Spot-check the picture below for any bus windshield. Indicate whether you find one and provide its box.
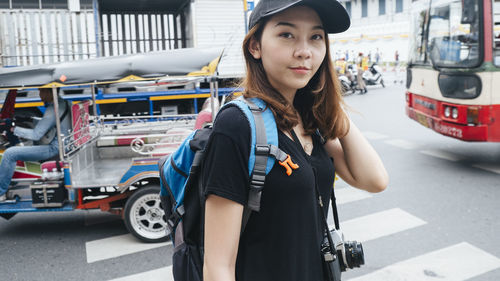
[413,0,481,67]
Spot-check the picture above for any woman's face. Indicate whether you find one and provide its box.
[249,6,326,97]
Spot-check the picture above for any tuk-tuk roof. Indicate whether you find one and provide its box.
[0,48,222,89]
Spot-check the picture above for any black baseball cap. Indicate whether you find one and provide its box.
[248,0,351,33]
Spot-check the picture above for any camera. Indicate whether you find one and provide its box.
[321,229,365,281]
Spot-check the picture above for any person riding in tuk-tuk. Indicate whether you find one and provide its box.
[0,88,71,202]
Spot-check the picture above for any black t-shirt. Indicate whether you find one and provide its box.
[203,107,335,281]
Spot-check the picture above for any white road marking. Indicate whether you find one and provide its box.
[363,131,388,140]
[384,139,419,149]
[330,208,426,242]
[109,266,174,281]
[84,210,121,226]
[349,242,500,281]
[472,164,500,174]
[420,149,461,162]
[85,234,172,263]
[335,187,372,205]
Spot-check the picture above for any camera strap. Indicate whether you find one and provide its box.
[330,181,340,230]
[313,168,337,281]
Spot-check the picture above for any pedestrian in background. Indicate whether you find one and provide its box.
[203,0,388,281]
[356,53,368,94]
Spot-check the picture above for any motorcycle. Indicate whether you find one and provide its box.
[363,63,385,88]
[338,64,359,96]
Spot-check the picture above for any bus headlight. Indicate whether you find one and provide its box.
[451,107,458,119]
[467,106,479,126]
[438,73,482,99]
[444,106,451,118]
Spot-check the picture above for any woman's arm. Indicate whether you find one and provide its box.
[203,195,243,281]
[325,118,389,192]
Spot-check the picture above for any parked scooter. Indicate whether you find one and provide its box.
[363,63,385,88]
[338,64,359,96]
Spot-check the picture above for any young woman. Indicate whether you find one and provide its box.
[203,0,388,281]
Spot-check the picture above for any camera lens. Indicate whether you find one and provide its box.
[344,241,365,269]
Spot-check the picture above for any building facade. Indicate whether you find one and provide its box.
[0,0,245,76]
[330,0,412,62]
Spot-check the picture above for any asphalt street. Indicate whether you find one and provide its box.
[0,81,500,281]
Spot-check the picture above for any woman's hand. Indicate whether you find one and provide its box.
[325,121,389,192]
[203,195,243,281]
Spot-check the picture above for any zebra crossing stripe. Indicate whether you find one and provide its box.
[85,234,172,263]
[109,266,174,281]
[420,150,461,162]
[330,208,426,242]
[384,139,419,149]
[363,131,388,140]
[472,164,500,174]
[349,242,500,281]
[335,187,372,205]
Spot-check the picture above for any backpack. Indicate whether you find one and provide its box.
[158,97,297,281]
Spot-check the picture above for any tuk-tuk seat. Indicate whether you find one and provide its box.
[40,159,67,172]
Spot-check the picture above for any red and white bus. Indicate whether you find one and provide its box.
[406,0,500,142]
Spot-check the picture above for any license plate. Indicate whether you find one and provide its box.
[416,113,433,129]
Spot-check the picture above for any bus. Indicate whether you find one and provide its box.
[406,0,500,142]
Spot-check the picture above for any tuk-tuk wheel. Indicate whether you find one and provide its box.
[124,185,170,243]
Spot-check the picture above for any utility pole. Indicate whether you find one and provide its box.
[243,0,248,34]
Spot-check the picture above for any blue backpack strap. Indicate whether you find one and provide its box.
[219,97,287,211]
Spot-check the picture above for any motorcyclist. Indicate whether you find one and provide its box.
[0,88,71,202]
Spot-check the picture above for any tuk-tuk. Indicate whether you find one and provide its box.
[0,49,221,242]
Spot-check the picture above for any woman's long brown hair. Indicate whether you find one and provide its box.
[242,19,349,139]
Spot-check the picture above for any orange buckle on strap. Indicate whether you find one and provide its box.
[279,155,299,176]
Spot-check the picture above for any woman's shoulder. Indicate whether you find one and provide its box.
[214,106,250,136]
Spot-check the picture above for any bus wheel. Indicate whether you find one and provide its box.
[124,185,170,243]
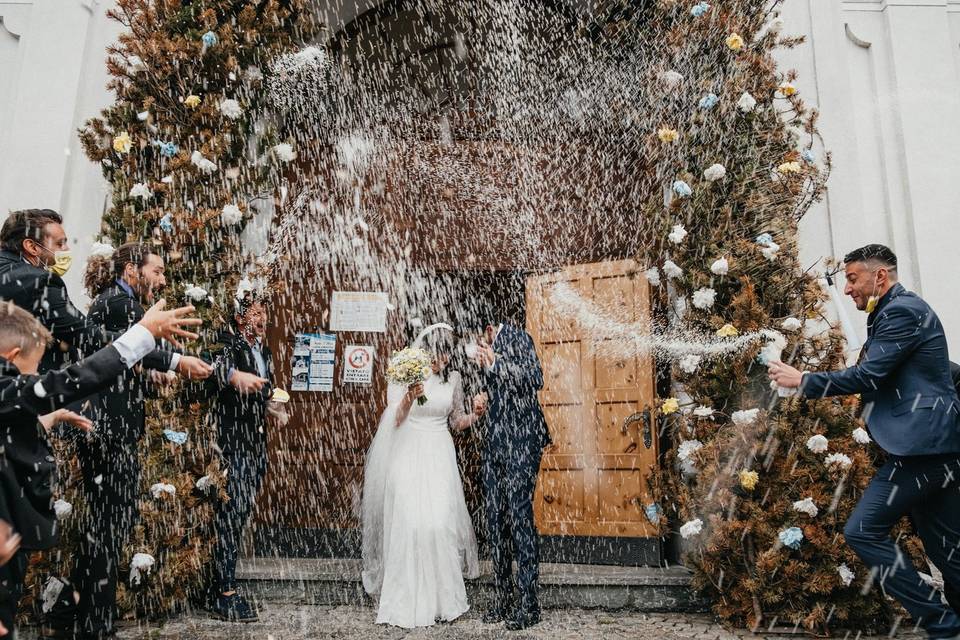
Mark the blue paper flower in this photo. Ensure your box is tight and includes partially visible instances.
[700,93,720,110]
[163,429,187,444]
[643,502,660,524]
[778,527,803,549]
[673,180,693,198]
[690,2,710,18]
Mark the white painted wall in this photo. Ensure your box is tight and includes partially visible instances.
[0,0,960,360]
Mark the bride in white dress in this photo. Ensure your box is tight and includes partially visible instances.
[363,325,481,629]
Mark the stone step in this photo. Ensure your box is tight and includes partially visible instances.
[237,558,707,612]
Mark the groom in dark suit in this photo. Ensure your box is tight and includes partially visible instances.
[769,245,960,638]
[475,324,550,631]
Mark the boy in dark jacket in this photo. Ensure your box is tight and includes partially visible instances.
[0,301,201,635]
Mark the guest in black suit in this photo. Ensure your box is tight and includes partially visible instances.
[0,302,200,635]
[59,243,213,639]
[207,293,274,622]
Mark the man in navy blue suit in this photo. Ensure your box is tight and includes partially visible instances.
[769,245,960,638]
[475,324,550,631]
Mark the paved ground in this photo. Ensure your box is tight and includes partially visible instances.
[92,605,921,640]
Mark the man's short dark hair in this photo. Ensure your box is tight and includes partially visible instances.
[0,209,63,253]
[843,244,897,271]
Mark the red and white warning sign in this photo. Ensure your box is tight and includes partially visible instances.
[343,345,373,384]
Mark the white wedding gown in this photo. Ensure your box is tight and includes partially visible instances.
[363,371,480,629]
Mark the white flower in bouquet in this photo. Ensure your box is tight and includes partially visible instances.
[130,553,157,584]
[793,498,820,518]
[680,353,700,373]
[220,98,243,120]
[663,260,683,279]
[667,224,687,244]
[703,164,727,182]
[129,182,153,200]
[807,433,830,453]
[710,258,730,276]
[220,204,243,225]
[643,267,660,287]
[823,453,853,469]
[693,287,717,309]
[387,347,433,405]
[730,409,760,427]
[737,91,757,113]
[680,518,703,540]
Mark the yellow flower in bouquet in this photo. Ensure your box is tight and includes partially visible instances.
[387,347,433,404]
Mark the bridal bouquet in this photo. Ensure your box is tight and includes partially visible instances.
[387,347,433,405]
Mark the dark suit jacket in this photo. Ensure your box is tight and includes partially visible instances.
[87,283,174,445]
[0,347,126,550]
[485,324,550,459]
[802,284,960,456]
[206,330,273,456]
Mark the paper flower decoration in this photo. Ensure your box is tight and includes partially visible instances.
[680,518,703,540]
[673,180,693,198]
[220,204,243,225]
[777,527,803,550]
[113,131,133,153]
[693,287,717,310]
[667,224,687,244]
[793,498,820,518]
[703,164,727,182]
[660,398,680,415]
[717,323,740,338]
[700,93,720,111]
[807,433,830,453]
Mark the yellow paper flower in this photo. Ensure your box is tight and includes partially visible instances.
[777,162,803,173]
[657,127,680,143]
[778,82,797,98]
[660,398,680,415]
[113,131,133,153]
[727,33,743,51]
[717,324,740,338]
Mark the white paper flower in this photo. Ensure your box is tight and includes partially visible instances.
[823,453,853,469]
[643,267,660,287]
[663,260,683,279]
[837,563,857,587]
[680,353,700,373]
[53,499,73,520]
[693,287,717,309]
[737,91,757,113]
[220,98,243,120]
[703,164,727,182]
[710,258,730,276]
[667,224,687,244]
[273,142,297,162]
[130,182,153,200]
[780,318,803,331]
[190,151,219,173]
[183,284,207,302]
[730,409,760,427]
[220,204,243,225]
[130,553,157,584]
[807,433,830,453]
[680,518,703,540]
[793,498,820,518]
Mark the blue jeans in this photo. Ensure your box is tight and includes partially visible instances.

..........

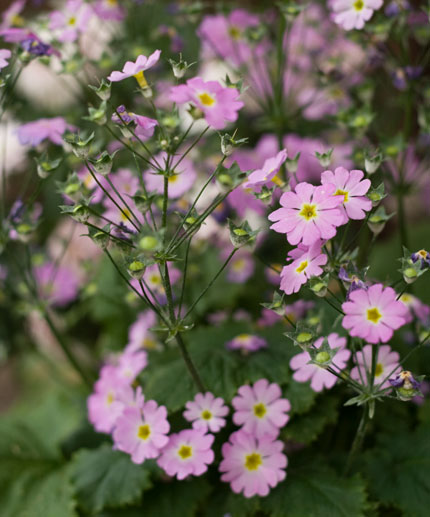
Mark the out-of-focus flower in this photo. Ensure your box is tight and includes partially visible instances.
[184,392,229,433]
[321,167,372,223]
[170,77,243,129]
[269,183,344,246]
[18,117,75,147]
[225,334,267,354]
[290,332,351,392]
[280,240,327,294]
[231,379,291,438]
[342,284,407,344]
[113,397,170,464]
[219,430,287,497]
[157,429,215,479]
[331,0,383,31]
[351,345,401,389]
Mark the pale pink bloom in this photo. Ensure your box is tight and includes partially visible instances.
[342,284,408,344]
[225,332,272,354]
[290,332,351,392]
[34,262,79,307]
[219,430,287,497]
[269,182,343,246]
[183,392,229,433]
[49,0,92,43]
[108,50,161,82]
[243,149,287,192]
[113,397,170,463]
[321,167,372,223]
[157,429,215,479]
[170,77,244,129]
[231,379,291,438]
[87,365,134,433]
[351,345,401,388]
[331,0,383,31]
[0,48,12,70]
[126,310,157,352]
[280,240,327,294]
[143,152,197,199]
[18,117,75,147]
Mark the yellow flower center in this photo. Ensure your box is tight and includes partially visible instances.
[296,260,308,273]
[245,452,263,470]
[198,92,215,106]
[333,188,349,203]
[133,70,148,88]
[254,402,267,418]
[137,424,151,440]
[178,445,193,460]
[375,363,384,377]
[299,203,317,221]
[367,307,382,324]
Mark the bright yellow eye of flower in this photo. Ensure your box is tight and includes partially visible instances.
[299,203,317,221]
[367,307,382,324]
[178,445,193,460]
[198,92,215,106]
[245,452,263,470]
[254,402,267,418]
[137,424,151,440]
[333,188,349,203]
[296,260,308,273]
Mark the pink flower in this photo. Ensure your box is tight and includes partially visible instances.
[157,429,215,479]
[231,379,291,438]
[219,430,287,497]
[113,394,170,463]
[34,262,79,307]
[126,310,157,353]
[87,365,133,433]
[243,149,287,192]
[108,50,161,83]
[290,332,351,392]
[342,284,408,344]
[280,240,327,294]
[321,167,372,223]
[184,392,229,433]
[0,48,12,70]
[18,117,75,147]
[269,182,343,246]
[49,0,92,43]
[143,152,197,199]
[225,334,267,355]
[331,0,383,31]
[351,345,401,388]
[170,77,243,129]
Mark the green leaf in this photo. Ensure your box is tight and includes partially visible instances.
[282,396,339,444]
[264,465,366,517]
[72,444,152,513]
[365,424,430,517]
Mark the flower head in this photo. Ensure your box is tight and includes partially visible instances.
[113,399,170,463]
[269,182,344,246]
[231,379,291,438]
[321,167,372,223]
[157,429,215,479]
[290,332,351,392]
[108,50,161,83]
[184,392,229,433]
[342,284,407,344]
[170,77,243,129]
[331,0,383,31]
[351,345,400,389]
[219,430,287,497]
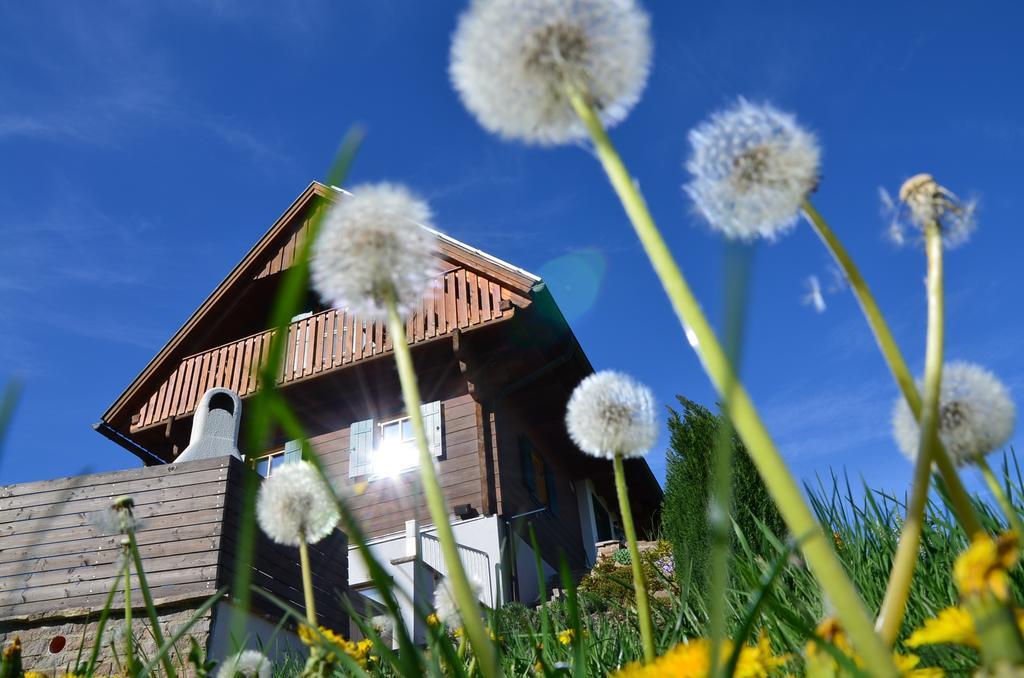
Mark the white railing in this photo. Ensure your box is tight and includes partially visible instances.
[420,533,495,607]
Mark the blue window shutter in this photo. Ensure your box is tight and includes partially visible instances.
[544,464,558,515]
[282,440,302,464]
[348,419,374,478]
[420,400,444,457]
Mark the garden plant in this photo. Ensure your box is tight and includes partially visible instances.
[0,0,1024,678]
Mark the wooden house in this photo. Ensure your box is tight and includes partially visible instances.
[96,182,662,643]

..........

Your goal — Locate each line in the listing above that contains the word "jacket" and copy those lines out.

Task result —
Mark the boy in dark jacket in this photo. Ensure your box is tight and includes partially visible instances.
Mark the dark suit jacket in this photo. Ensure your box is tight and includes partially visible instances.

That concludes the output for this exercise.